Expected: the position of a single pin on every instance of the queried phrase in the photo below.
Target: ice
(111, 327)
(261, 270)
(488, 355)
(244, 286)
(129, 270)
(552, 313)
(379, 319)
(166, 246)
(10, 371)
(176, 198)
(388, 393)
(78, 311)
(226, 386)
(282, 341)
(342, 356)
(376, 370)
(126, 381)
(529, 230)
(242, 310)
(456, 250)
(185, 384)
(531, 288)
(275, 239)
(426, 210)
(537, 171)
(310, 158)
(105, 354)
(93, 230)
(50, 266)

· · · ·

ABOUT THIS EXERCISE: Copy out each record exactly as given, omitting none.

RESPONSE TO THE TASK:
Expected: the position of a single pin on every instance of the queried phrase in the photo below.
Target: ice
(111, 327)
(261, 270)
(488, 355)
(244, 286)
(129, 270)
(552, 313)
(379, 319)
(166, 246)
(10, 371)
(176, 198)
(388, 393)
(78, 311)
(226, 386)
(282, 341)
(342, 356)
(376, 370)
(126, 381)
(529, 230)
(242, 310)
(456, 250)
(185, 384)
(531, 288)
(275, 239)
(426, 210)
(537, 171)
(310, 158)
(105, 354)
(93, 230)
(50, 266)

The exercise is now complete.